Set problem 1: Decide whether each statement agrees with the factorial excerpt, answering yes or no and quoting the words of the excerpt that settle it: (a) 5 factorial works out to 120; (b) 3 factorial is found by dividing 4 factorial by 3; (c) the speaker proposes completing the pattern.

Excerpt:
..............................

BRADY HARAN: The question is, why does 0 factorial equal 1?
JAMES GRIME: Right.
Why does 0 factorial equal 1?
So let's start off with a quick recap of what a
factorial is.
For our whole number, let's pick a number n--
n factorial, which is written like that. n with an
exclamation mark.
This is equal to.
You multiply all the whole numbers less
than or equal to n.
It's n multiplied by n minus 1 multiplied by n minus 2
multiplied by--
and you keep going down, and you'll go down to 3
times 2 times 1.
Quick example.
Let's do 5 factorial.
5 times 4 times 3 times 2 times 1.
And you do that.
It's 120.
OK.
The question we've been asked is what is 0 factorial.
So the way you can answer this-- one of the ways you can
answer this is to complete the pattern.
Let's complete the pattern.
This pattern in particular, 4 factorial, is equal to 5
factorial divided by 5.
If you can see that, if I take 5 factorial here and divide by
5, that means I can knock off that 5, and you
end up with 4 factorial.
So 5 factorial divided by 5, or 120 divided
by 5, that's 24.
That's 4 factorial.
3 factorial is going to be 4 factorial divided by 4.
That's 24 divided by 4.
That's 6.
That's the answer to 3 factorial.

..............................

Material provided:
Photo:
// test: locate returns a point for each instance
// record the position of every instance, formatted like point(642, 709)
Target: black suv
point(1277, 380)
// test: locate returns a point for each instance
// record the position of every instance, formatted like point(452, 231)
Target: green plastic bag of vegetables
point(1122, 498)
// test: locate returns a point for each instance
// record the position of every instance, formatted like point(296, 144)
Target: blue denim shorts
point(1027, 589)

..............................

Set problem 2: Repeat the whole listing above word for word, from its first line through its last.

Exercise result 1:
(a) Yes: "It's 120."
(b) No: "3 factorial is going to be 4 factorial divided by 4."
(c) Yes: "Let's complete the pattern."

Exercise result 2:
Photo:
// test: locate returns a point for each instance
// record the position of every instance, formatted like point(642, 709)
Target: black suv
point(1277, 380)
// test: locate returns a point for each instance
// record the position of every instance, formatted like point(452, 231)
Target: green plastic bag of vegetables
point(1122, 498)
// test: locate returns a point for each instance
// record the position of every instance, formatted like point(296, 144)
Target: blue denim shorts
point(1027, 589)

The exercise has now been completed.